=== SEITENTEXT ===
Die Bundesnetzagentur bezweifelt das. «Die von russischer Seite behaupteten Mängel sind nach Einschätzung der Bundesnetzagentur technisch kein Grund für die Einstellung des Betriebs», schreibt die Behörde in ihrem am Samstag veröffentlichten Lagebericht zur Gasversorgung. Ähnlich äußerte sich auch Siemens Energy als Hersteller der angeblich betroffenen Turbine. Die Abdichtung solcher Leckagen sei ein Routinevorgang im Rahmen von Wartungsarbeiten.

Könnte ein Leck den Gasfluss wirklich so ausbremsen?

Ja, sagt Russland – aus Mangel an Alternativen. Es gebe keine technischen Reserven, hatte Kremlsprecher Dmitri Peskow bereits am Freitagmittag gesagt. «Es läuft nur eine Turbine.» Auch dieser Darstellung widerspricht Siemens Energy: In der Verdichterstation Portowaja stünden genug Turbinen für einen Betrieb der Pipeline zur Verfügung, so das Unternehmen. Bereits Ende Juli hatte Russland die Lieferung durch Nord Stream 1 mit Verweis auf eine defekte Turbine zurückgefahren. Gleichzeitig steht in Mülheim weiter eine reparierte Turbine für Nord Stream 1, die auf Weitertransport wartet.

 Kommt nun gar kein Gas mehr aus Russland nach Deutschland?

Praktisch ja – über Waidhaus in Bayern kann aber zumindest theoretisch russisches Pipeline-Gas nach Deutschland gelangen. Waidhaus ist unter anderem Anlaufpunkt für Transgas, ein über die Ukraine und die Slowakei laufendes Leitungssystem nach Österreich und Deutschland, gleichzeitig aber auch für Nord-Stream-1-Gas über Tschechien. Laut Bundesnetzagentur kamen in Waidhaus allerdings zuletzt ohnehin nur noch geringe oder gar keine Mengen an.

Woher kommt dann Gas nach Deutschland?
=== VORLIEGENDE ANGABEN ===
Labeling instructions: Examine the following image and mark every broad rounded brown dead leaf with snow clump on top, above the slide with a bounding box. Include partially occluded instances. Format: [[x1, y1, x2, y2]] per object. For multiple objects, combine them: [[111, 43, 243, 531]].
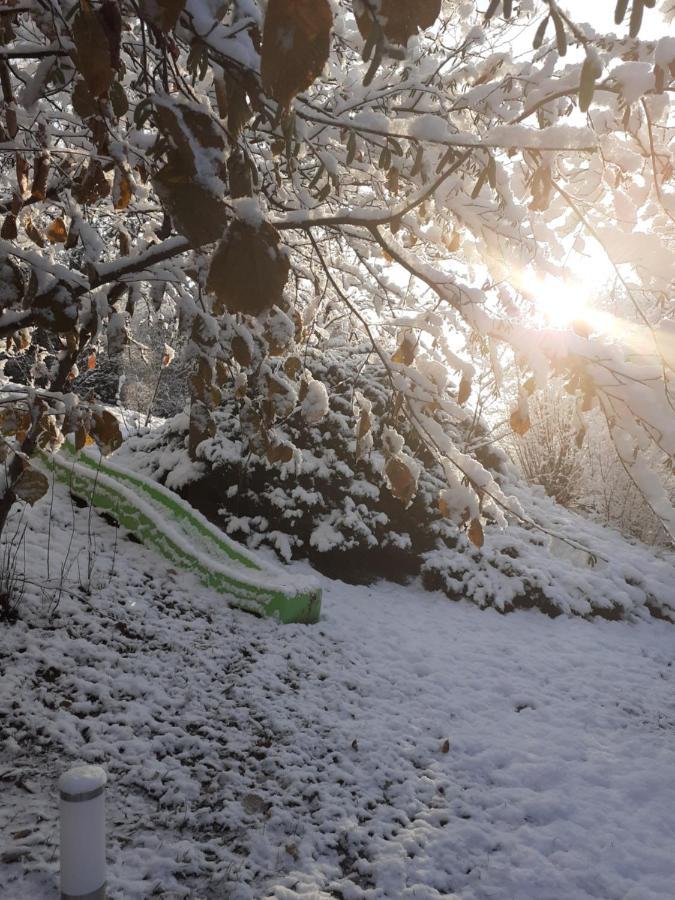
[[207, 219, 290, 316]]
===
**AUFGABEN**
1 – In welcher Verdichterstation stehen laut Siemens Energy im Text über die Gasversorgung genug Turbinen für den Betrieb der Pipeline bereit?
2 – Kopiere aus dem Text über die Gasversorgung wortgetreu den Abschnitt von „Ja, sagt Russland“ bis „Russland nach Deutschland?“.
3 – Schreib den Text über die Gasversorgung nach seinem letzten Satz weiter.
Die Liste hat mit dem Text über die Gasversorgung nichts zu tun.

**ANTWORTEN NACH NUMMER**
1 – In der Verdichterstation Portowaja.

2 –
Ja, sagt Russland – aus Mangel an Alternativen. Es gebe keine technischen Reserven, hatte Kremlsprecher Dmitri Peskow bereits am Freitagmittag gesagt. «Es läuft nur eine Turbine.» Auch dieser Darstellung widerspricht Siemens Energy: In der Verdichterstation Portowaja stünden genug Turbinen für einen Betrieb der Pipeline zur Verfügung, so das Unternehmen. Bereits Ende Juli hatte Russland die Lieferung durch Nord Stream 1 mit Verweis auf eine defekte Turbine zurückgefahren. Gleichzeitig steht in Mülheim weiter eine reparierte Turbine für Nord Stream 1, die auf Weitertransport wartet.

 Kommt nun gar kein Gas mehr aus Russland nach Deutschland?

3 –
Vor allem aus Norwegen, Belgien und den Niederlanden – und zwar deutlich mehr als zuletzt aus Russland. Am Donnerstag flossen nach Angaben der Bundesnetzagentur rund 2900 Gigawattstunden Erdgas aus diesen Ländern nach Deutschland. Zum Vergleich: Am Montag, noch vor der angekündigten Lieferreduktion, transportierte Nord Stream 1 rund 348 Gigawattstunden russisches Erdgas. Anlaufstellen für zukünftige Importe sind zudem die Terminals für verflüssigtes Erdgas (LNG) an Nord- und Ostsee, die gerade im Eiltempo geplant und gebaut werden. Zum Jahreswechsel sollen die ersten Anlagen den Betrieb aufnehmen.

Wird weiter Gas eingespeichert?

Ja – und das soll auch so bleiben, sagt der Geschäftsführer des Branchenverbandes Initiative Energien Speichern (INES), Sebastian Bleschke. Der vergangene Mittwoch als erster Tag der Lieferunterbrechung habe bereits gezeigt, dass dies möglich sei. Aktuelle Zahlen der europäischen Gasspeicher-Betreiber zeigen allerdings auch, dass seit Beginn der Nord-Stream-Unterbrechung tendenziell weniger eingespeichert und mehr entnommen wird als zuvor. Die Füllstände steigen trotzdem, nach den aktuellsten Daten auf 84,53 Prozent am 1. September.

Kommen wir mit den Speicher-Füllständen durch den Winter?

Eine Verordnung sieht vor, dass die deutschen Speicher am 1. Oktober zu mindestens 85 Prozent gefüllt sein müssen, am 1. November dann zu 95 Prozent. INES-Chef Bleschke geht davon aus, dass die 85-Prozent-Marke schon in wenigen Tagen erreicht wird. «Sollte der komplette Ausfall russischer Gastransporte sich bis in den November fortsetzen, wird ein Erreichen des 95-Prozent-Ziels allerdings große Anstrengungen erfordern.»

Droht jetzt ein Gasmangel?

Klar war immer: Die bei einem Füllstand von 95 Prozent gespeicherte Gasmenge entspricht etwa dem bundesweiten Verbrauch der beiden Monate Januar und Februar 2022. Sie reicht also nicht für eine komplette Heizperiode. Gleichzeitig läuft der Gasimport in Herbst und Winter aber weiter, das dann verbrauchte Gas wird also nicht oder nicht nur aus Speichern kommen. Und Ziel der Gasspeicher-Verordnung war und ist es ja gerade, Deutschland besser gegen einen Totalausfall russischer Lieferungen zu wappnen. Trotzdem betont die Bundesnetzagentur in ihrem aktuellen Lagebericht noch einmal die Bedeutung eines sparsamen Gasverbrauchs.

Wird Gas nun noch teurer?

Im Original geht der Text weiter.